Brief: All of the data is to be written out again exactly, without the pictures.

Supplied records:
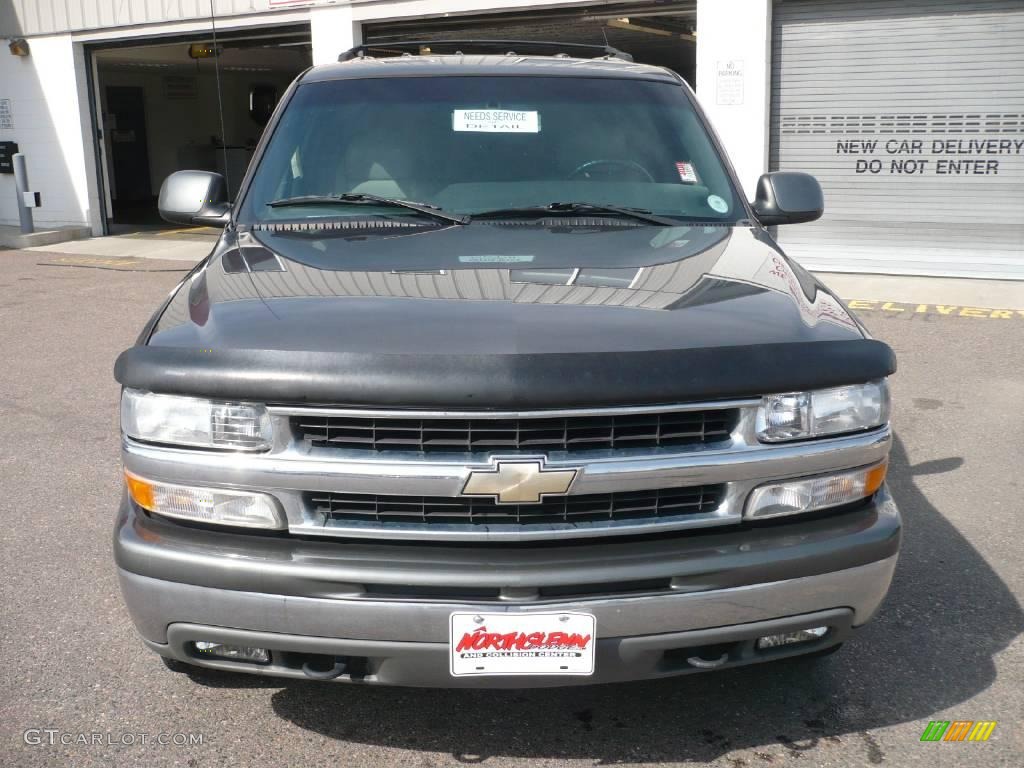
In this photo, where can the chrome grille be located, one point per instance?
(664, 504)
(584, 432)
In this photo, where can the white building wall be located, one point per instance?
(50, 121)
(733, 80)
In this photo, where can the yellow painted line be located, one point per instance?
(164, 232)
(94, 261)
(948, 310)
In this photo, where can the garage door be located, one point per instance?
(911, 116)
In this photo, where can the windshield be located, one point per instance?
(479, 144)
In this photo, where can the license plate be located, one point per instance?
(521, 644)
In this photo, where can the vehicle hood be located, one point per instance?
(503, 315)
(506, 289)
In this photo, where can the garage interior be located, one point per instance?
(157, 103)
(158, 112)
(655, 33)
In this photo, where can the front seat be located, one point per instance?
(373, 166)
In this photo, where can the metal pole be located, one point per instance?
(22, 184)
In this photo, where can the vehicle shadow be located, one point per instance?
(930, 647)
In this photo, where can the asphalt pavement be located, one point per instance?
(78, 688)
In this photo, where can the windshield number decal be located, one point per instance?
(496, 121)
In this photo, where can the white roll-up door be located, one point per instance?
(910, 113)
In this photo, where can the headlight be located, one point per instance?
(218, 506)
(796, 416)
(195, 422)
(810, 494)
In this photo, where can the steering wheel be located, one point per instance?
(587, 169)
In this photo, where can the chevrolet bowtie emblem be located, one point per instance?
(518, 482)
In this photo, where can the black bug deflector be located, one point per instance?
(510, 381)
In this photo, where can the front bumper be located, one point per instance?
(312, 598)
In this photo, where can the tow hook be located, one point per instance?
(708, 664)
(340, 665)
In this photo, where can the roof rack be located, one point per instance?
(520, 47)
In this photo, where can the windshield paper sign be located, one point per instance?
(496, 121)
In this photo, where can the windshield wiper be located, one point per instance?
(361, 199)
(555, 208)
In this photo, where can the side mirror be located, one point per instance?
(787, 198)
(195, 198)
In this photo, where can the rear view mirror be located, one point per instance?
(787, 198)
(195, 198)
(262, 99)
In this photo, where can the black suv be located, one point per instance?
(495, 379)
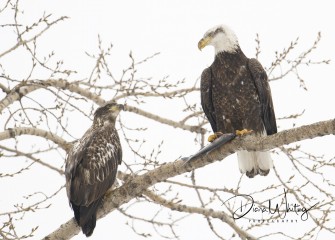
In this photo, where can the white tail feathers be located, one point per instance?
(253, 163)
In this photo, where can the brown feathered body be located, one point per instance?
(235, 95)
(91, 169)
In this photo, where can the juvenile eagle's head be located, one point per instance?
(221, 37)
(108, 112)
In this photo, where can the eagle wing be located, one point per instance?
(206, 97)
(264, 93)
(92, 165)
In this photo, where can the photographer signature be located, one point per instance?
(248, 205)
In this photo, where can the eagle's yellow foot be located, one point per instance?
(243, 132)
(214, 136)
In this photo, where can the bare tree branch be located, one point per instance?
(137, 185)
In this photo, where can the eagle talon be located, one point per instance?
(214, 136)
(243, 132)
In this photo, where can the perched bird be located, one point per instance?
(236, 97)
(91, 166)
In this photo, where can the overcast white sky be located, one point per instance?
(174, 28)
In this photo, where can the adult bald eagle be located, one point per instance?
(235, 95)
(91, 166)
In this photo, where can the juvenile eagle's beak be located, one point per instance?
(117, 107)
(121, 106)
(204, 42)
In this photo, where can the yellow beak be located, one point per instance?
(204, 42)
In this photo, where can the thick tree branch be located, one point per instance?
(138, 184)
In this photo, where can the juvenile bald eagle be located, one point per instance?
(91, 166)
(235, 95)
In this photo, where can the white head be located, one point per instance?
(221, 37)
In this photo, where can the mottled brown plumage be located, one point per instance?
(91, 166)
(235, 95)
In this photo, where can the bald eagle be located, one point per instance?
(91, 166)
(235, 95)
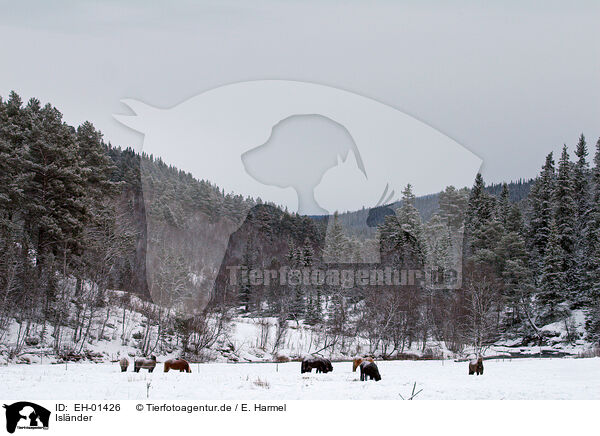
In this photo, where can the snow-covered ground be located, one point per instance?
(545, 378)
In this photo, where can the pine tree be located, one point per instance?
(593, 251)
(552, 279)
(503, 208)
(245, 288)
(565, 216)
(541, 212)
(336, 246)
(581, 192)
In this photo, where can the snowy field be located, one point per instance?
(508, 379)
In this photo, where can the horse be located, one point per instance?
(149, 364)
(476, 366)
(177, 364)
(369, 369)
(356, 362)
(319, 363)
(124, 363)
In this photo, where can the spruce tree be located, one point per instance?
(565, 217)
(553, 277)
(541, 212)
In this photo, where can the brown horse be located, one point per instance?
(124, 363)
(149, 364)
(476, 366)
(356, 362)
(177, 364)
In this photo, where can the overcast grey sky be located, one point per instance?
(510, 82)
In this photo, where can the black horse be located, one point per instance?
(319, 363)
(369, 369)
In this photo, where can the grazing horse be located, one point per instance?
(124, 363)
(356, 362)
(476, 366)
(177, 364)
(319, 363)
(369, 369)
(149, 364)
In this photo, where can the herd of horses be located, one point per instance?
(149, 364)
(368, 367)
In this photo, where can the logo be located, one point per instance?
(309, 148)
(26, 415)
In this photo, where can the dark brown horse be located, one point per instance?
(149, 364)
(319, 363)
(369, 369)
(476, 366)
(177, 364)
(356, 362)
(124, 363)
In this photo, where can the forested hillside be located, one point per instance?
(79, 217)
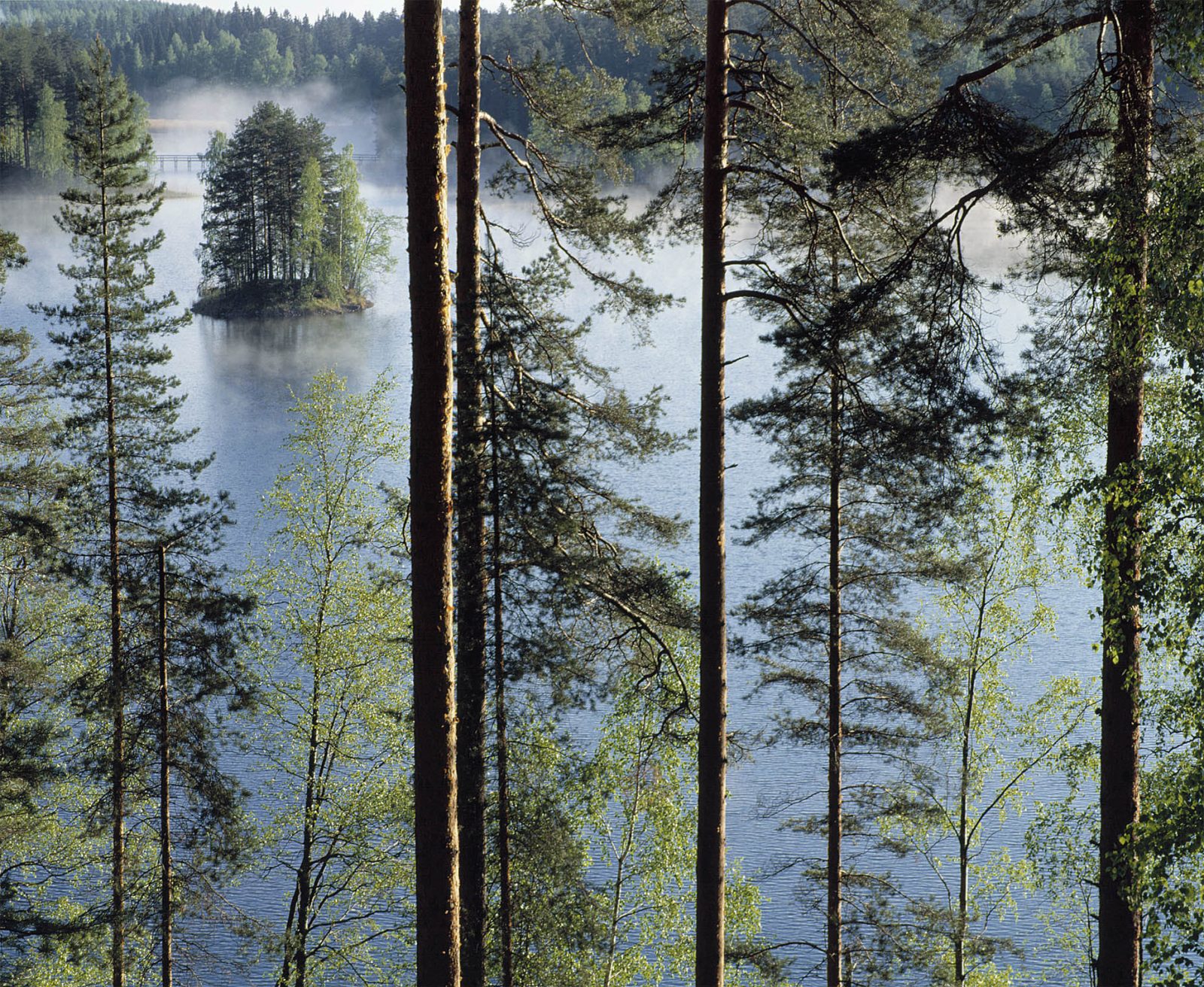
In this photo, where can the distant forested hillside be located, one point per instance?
(157, 44)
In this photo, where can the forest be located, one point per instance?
(284, 224)
(455, 714)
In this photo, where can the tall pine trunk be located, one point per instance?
(836, 721)
(116, 671)
(164, 779)
(471, 577)
(430, 487)
(1120, 919)
(712, 551)
(505, 910)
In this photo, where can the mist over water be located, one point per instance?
(241, 375)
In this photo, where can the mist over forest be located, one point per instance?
(602, 493)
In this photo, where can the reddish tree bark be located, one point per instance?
(430, 487)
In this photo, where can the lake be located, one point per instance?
(240, 377)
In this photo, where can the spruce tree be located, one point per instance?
(138, 490)
(32, 533)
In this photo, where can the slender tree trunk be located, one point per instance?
(117, 677)
(471, 575)
(712, 549)
(299, 946)
(505, 912)
(836, 721)
(164, 778)
(430, 429)
(1120, 919)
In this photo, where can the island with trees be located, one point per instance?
(286, 230)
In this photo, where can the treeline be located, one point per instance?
(156, 44)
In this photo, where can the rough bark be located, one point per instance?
(1120, 920)
(836, 725)
(712, 549)
(164, 780)
(505, 909)
(116, 672)
(471, 582)
(430, 487)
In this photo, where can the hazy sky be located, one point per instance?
(316, 9)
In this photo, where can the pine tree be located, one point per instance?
(430, 429)
(471, 575)
(122, 433)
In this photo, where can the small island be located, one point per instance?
(287, 232)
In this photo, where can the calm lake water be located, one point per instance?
(240, 375)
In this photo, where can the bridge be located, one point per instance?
(198, 159)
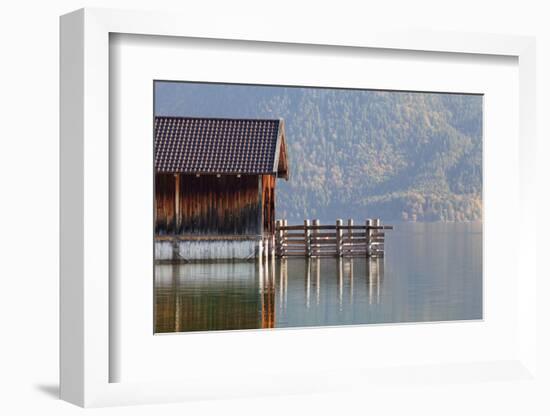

Expected output:
In this photo, where can the chrome grille be located, one point per instance?
(664, 504)
(584, 432)
In this photo, where can the white building wall be located, one point per instance?
(50, 121)
(733, 80)
In this photo, where can the yellow painted line be located, one point per instance?
(164, 232)
(94, 261)
(948, 310)
In this photo, where can the garage door be located, one point per instance?
(911, 116)
In this photo, where can the windshield be located, one point per instance?
(479, 144)
In this photo, where can the license plate be located, one point per instance?
(521, 644)
In this photo, where can the vehicle hood be located, one point per instance?
(503, 315)
(506, 289)
In this photo, where can the garage interior be located, one point per instance?
(157, 103)
(158, 112)
(655, 33)
In this photo, where can the front seat be located, one point per instance?
(373, 166)
In this photo, where can the metal pole be located, one point per instance?
(22, 184)
In this photo, where can the vehicle shadow be located, one point per instance?
(930, 647)
In this photo, where can the asphalt pavement be located, one point per instance?
(78, 688)
In this photo, where can the windshield number decal be located, one point per instance?
(496, 121)
In this photo, where can the white roll-up door be located, one point per instance?
(910, 113)
In this photo, where can the headlight be located, one point per instance?
(218, 506)
(796, 416)
(195, 422)
(810, 494)
In this photo, where can the steering wheel be located, one point per instance?
(587, 169)
In this photo, where can the chevrolet bowtie emblem be located, one point per instance?
(518, 482)
In this photo, where can the black bug deflector be located, one point per instance?
(510, 381)
In this photo, where can the front bumper be located, one point per instance?
(312, 598)
In this photo, where can the tow hook be located, one point per instance?
(708, 664)
(340, 665)
In this photo, where can the roof rack be located, one point per instance?
(520, 47)
In this photo, where can the windshield paper sign be located, one point per instance?
(496, 121)
In this photo, where can the windshield wiper be located, one point per instance?
(361, 199)
(555, 208)
In this photo, where can the side mirror be located, one point per instance?
(787, 198)
(195, 198)
In this photo, where can the rear view mirror be located, one point per instance?
(787, 198)
(195, 198)
(262, 99)
In this photo, where can the black suv be located, one point per instance?
(495, 379)
In this photo, where can the white tail feathers be located, one point per instance?
(253, 163)
In this photo, where can the brown feathered body be located, one point per instance?
(235, 95)
(91, 169)
In this photo, where can the juvenile eagle's head be located, one point per instance?
(221, 37)
(108, 112)
In this photo, where can the eagle wing be located, one point per instance?
(206, 97)
(264, 93)
(92, 165)
In this photo, where can the photographer signature be located, one point per instance?
(248, 205)
In this photo, where can the eagle's yellow foot be located, one point per instance?
(243, 132)
(214, 136)
In this photo, where can the bare tree branch be located, one point per instance?
(137, 185)
In this photo, where can the eagle talon be located, one point per instance?
(214, 136)
(243, 132)
In this photo, where can the perched bird be located, one point per instance?
(236, 97)
(91, 166)
In this photo, where can the overcast white sky be located, one point per instance?
(174, 28)
In this photo, where can the adult bald eagle be located, one point per instance?
(235, 95)
(91, 166)
In this photo, where can the juvenile eagle's beak be located, one point per instance?
(117, 107)
(121, 106)
(204, 42)
In this photo, where can the yellow beak be located, one point per instance?
(204, 42)
In this photo, where can the thick tree branch be located, one point per instance?
(138, 184)
In this photo, where can the juvenile bald eagle be located, one point per instance?
(91, 166)
(235, 95)
In this photo, where can the white head be located, one point per instance?
(221, 37)
In this photo, where can the mottled brown plumage be located, one point per instance?
(91, 166)
(235, 95)
In this photo, where can the bald eagle be located, one point per instance?
(91, 166)
(235, 95)
In this photo, where can the snow-covered ground be located, one point per instance?
(545, 378)
In this photo, where can the pine tree be located, one point per instance?
(593, 251)
(552, 279)
(503, 208)
(245, 288)
(565, 216)
(541, 212)
(336, 246)
(581, 192)
In this photo, where can the snowy field be located, one point per instance?
(508, 379)
In this photo, where can the horse be located, one point per instance?
(149, 364)
(476, 366)
(177, 364)
(369, 369)
(356, 362)
(319, 363)
(124, 363)
In this photo, where can the spruce tree be located, one point per instance?
(565, 217)
(553, 277)
(541, 212)
In this photo, where can the brown horse be located, one point per instance?
(124, 363)
(149, 364)
(476, 366)
(356, 362)
(177, 364)
In this photo, where can the overcast grey sky be located, one point per instance?
(510, 82)
In this photo, where can the black horse be located, one point per instance?
(319, 363)
(369, 369)
In this photo, where can the grazing horse be located, one point per instance?
(124, 363)
(356, 362)
(476, 366)
(177, 364)
(319, 363)
(369, 369)
(149, 364)
In this photo, where can the herd of horses be located, one point per instance?
(149, 364)
(368, 367)
In this photo, where can the logo be located, one point per instance?
(309, 148)
(26, 415)
In this photo, where can the dark brown horse be located, one point per instance?
(149, 364)
(319, 363)
(369, 369)
(476, 366)
(177, 364)
(356, 362)
(124, 363)
In this photo, where can the forested hillside be located, one point per instance?
(79, 217)
In this photo, where can the distant forested hillside be located, one point per instance?
(157, 44)
In this photo, where can the forest be located, one point per instance?
(284, 224)
(455, 714)
In this photo, where can the tall pine trunk be located, one point per instance?
(836, 721)
(116, 671)
(164, 779)
(471, 577)
(430, 487)
(1120, 919)
(712, 551)
(505, 910)
In this photo, where can the mist over water be located, one point per instance?
(241, 375)
In this photo, where can the mist over forest be located, one point per instance?
(602, 493)
In this photo, where can the reddish tree bark be located, one point per instance?
(430, 487)
In this photo, where can the lake be located, one point per instance?
(240, 377)
In this photo, where can the spruce tree be located, one point per instance?
(138, 490)
(32, 533)
In this photo, where can the slender tree trunk be located, one point per instance?
(117, 677)
(471, 575)
(712, 549)
(299, 946)
(505, 912)
(836, 721)
(164, 778)
(430, 429)
(1120, 919)
In this photo, where can the island with trees be located, one point per instance?
(286, 230)
In this photo, where can the treeline be located, one point per instance?
(156, 44)
In this photo, where can the rough bark be located, one point per instance?
(1120, 920)
(836, 725)
(712, 549)
(164, 780)
(505, 909)
(116, 672)
(471, 582)
(430, 487)
In this photo, where can the hazy sky be located, one point per instance?
(316, 9)
In this photo, where can the pine tree be located, one point per instance?
(430, 429)
(471, 575)
(122, 433)
In this photo, where can the small island be located, one point per instance?
(287, 232)
In this photo, where can the calm lake water be located, one point per instance?
(240, 375)
In this photo, where can the bridge be located, one point per instance?
(198, 159)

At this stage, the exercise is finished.